(Photo object pointing records)
::::::::

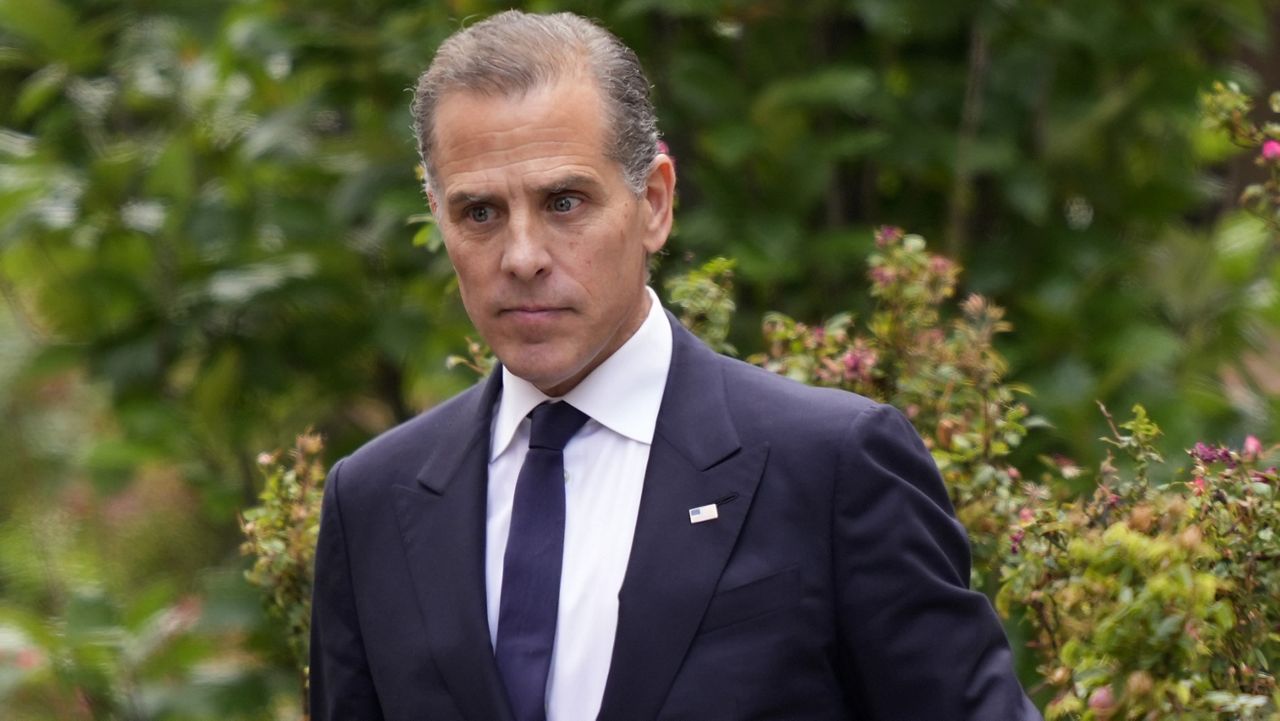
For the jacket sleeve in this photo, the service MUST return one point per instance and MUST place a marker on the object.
(914, 640)
(341, 685)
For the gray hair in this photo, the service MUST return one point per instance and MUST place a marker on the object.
(513, 53)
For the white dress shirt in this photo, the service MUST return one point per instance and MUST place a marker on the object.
(604, 466)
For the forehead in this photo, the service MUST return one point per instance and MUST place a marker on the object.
(552, 124)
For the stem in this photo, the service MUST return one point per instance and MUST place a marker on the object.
(970, 118)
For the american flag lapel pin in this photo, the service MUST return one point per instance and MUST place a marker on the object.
(708, 512)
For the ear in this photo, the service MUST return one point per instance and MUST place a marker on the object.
(658, 201)
(430, 201)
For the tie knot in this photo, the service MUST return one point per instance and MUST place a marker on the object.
(554, 424)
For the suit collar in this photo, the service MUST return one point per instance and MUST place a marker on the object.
(443, 529)
(696, 459)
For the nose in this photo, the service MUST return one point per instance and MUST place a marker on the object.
(525, 254)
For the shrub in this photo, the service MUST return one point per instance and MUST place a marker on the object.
(945, 374)
(1153, 602)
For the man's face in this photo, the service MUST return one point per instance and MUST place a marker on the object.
(548, 241)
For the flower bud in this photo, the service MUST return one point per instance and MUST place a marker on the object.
(1102, 702)
(1139, 683)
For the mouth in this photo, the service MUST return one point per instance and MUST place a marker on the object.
(531, 313)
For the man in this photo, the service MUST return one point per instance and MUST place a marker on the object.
(620, 524)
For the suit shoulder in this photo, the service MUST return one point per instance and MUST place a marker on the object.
(396, 455)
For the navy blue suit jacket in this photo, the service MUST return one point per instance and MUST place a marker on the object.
(833, 585)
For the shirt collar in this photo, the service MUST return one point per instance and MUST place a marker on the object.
(622, 393)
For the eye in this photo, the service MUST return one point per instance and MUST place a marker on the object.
(565, 202)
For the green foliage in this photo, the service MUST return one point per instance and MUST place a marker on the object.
(946, 374)
(705, 300)
(280, 537)
(1153, 602)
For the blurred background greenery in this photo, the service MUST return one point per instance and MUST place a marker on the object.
(211, 237)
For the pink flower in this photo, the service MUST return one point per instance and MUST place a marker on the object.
(888, 234)
(1252, 447)
(1102, 702)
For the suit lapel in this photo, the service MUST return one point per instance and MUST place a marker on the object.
(695, 460)
(443, 528)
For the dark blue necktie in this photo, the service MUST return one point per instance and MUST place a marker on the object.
(531, 567)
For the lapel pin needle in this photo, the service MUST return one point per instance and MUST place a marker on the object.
(700, 514)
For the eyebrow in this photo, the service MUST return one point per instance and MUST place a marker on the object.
(553, 187)
(457, 199)
(567, 182)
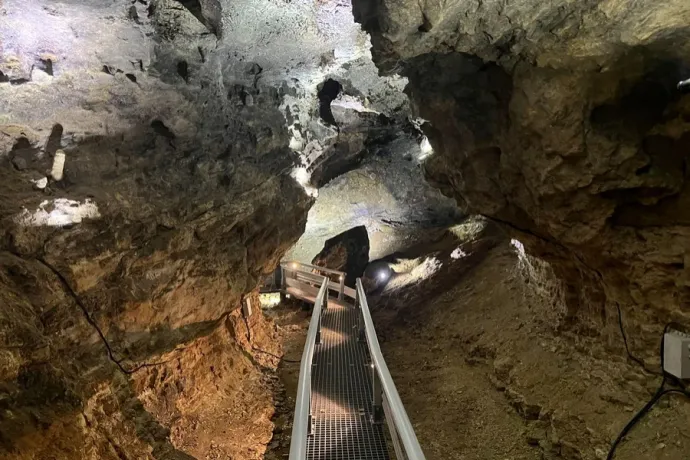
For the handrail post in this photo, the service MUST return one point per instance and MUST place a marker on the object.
(360, 320)
(377, 396)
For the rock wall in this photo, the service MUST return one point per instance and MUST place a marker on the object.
(565, 122)
(121, 273)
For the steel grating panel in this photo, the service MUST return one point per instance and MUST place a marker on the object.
(341, 393)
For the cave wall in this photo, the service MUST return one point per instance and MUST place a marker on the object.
(564, 122)
(120, 282)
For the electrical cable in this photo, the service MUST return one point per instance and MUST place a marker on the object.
(259, 350)
(627, 348)
(660, 392)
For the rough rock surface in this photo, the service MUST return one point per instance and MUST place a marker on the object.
(388, 195)
(564, 121)
(139, 252)
(347, 252)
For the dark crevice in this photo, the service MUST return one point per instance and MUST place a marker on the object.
(183, 70)
(426, 24)
(210, 17)
(329, 91)
(162, 130)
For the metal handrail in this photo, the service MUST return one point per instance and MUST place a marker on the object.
(398, 414)
(299, 269)
(302, 420)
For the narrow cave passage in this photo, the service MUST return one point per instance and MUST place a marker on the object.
(344, 229)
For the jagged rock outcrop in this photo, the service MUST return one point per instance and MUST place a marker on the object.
(121, 271)
(565, 122)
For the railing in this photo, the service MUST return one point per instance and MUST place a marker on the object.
(298, 270)
(386, 398)
(302, 425)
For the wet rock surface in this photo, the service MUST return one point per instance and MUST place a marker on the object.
(502, 380)
(565, 123)
(122, 269)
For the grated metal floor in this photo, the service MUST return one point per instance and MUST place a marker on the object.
(341, 397)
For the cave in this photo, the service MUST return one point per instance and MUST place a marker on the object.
(495, 190)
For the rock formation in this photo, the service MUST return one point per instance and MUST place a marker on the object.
(137, 184)
(565, 122)
(157, 159)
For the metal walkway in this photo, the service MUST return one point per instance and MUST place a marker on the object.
(342, 394)
(345, 396)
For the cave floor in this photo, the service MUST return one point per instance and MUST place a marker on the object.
(481, 382)
(293, 320)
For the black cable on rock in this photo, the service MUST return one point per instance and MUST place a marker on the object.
(627, 348)
(660, 392)
(259, 350)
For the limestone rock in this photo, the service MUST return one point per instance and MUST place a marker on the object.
(566, 123)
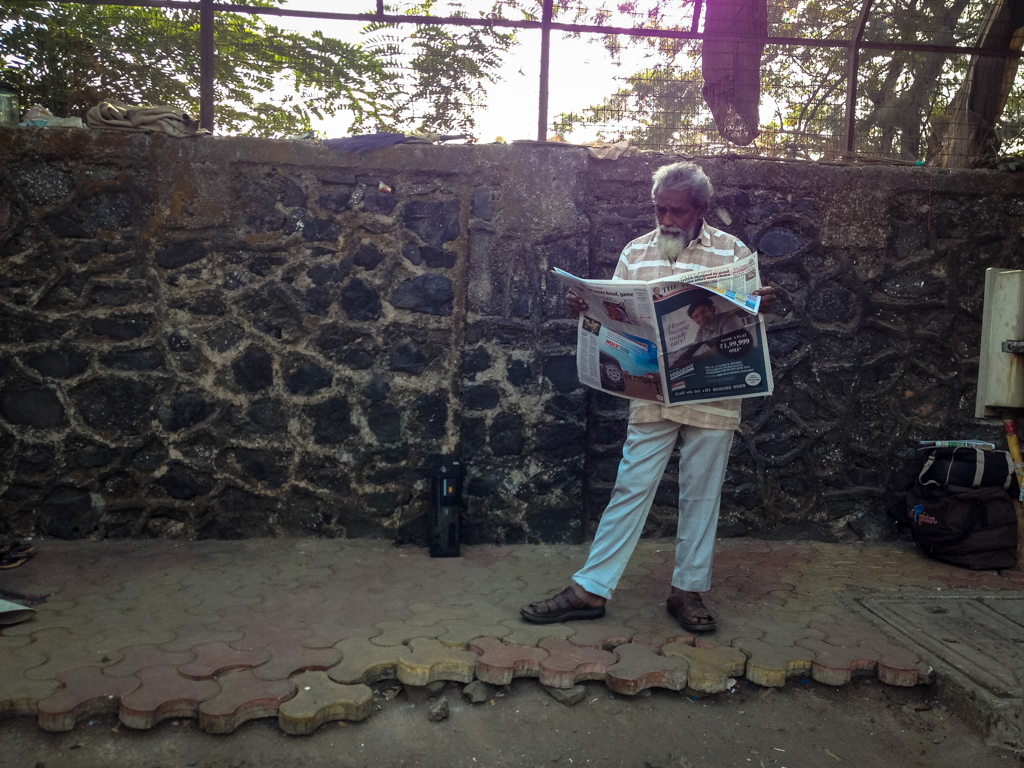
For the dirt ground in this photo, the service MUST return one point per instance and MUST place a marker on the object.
(805, 725)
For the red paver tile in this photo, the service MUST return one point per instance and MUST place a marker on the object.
(164, 693)
(86, 691)
(288, 657)
(216, 658)
(639, 667)
(567, 664)
(243, 696)
(141, 656)
(498, 664)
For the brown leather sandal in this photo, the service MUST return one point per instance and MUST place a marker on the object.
(565, 606)
(689, 610)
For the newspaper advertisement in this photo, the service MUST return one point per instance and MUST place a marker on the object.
(688, 338)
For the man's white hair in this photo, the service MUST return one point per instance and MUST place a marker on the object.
(685, 177)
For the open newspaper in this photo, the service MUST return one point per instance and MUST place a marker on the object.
(688, 338)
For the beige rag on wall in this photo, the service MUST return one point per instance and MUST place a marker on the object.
(120, 117)
(732, 70)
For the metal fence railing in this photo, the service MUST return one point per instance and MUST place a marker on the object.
(904, 80)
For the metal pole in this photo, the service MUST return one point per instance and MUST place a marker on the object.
(851, 75)
(542, 110)
(206, 65)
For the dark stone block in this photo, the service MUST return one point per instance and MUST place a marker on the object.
(122, 329)
(185, 411)
(275, 312)
(368, 257)
(385, 422)
(507, 434)
(254, 370)
(378, 388)
(472, 436)
(437, 258)
(318, 230)
(180, 254)
(430, 294)
(58, 364)
(224, 337)
(480, 397)
(324, 273)
(483, 203)
(518, 373)
(554, 524)
(305, 377)
(560, 441)
(563, 407)
(431, 414)
(183, 483)
(360, 302)
(337, 199)
(69, 513)
(133, 359)
(35, 407)
(435, 222)
(208, 304)
(116, 404)
(43, 184)
(561, 371)
(332, 421)
(412, 254)
(262, 466)
(376, 201)
(178, 342)
(237, 514)
(475, 361)
(263, 265)
(408, 358)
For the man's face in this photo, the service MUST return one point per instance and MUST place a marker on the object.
(677, 216)
(704, 315)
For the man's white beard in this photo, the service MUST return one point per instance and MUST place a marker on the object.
(670, 243)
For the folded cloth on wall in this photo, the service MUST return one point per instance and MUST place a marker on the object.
(120, 117)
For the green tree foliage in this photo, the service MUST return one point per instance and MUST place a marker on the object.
(268, 81)
(899, 93)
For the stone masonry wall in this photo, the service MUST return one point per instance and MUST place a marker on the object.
(230, 337)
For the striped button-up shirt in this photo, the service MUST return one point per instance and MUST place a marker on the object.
(639, 260)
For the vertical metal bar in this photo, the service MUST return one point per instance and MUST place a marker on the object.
(206, 65)
(853, 62)
(542, 110)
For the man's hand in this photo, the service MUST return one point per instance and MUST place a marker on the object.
(767, 295)
(577, 305)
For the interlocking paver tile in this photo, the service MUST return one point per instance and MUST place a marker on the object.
(566, 664)
(141, 656)
(639, 667)
(361, 662)
(164, 693)
(18, 694)
(498, 664)
(288, 657)
(243, 696)
(216, 658)
(430, 660)
(320, 700)
(711, 670)
(189, 635)
(86, 691)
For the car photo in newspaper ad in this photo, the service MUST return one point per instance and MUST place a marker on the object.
(627, 366)
(712, 349)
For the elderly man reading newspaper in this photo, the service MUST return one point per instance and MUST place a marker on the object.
(683, 242)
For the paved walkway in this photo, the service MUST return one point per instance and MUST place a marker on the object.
(297, 629)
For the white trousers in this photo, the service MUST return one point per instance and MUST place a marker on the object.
(704, 455)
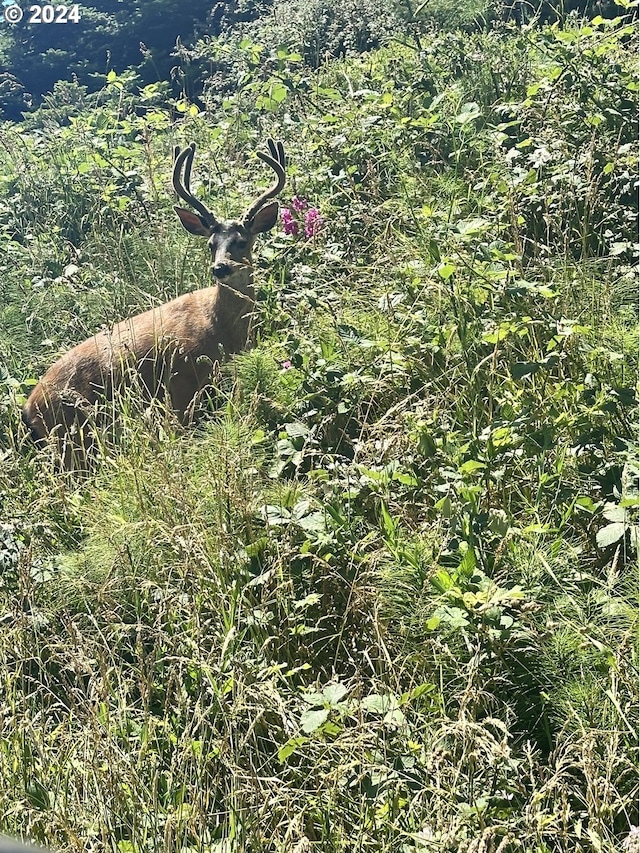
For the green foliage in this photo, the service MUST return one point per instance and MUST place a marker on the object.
(382, 595)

::::::::

YOUR OBJECTIVE
Do not copy pictures. Restate exactly the lines from the one containing "For the vertical" through the last line of the records.

RESULT OF THIS EXERCISE
For the vertical metal bar in this photo, the service MUST return one point per instance and MUST place a marker on the object.
(206, 65)
(853, 62)
(542, 110)
For the man's hand in this photo, the service MUST return one point per instance and MUST place a marker on the object.
(767, 295)
(577, 305)
For the interlocking paver tile in this photo, the service MUST return one point per instance and MUST place a marker on the object.
(566, 664)
(141, 656)
(639, 667)
(361, 662)
(164, 693)
(18, 694)
(498, 664)
(288, 657)
(243, 696)
(216, 658)
(430, 660)
(320, 700)
(711, 670)
(189, 635)
(86, 691)
For the car photo in newspaper ad in this photo, the service MUST return one point per instance and MUST place a marker on the object.
(627, 366)
(712, 349)
For the elderly man reading newspaper in this photo, the service MUST return one point per instance and MUST place a marker on the object.
(683, 242)
For the paved walkway in this photo, the service MUST return one point per instance and MUST place a marker on the object.
(297, 629)
For the white trousers in this photo, the service MUST return one point per instance and MUST place a marker on the object.
(704, 455)
For the green foliage in this photo, the service MUST return one point per instance and MUST place a marker on the object.
(382, 595)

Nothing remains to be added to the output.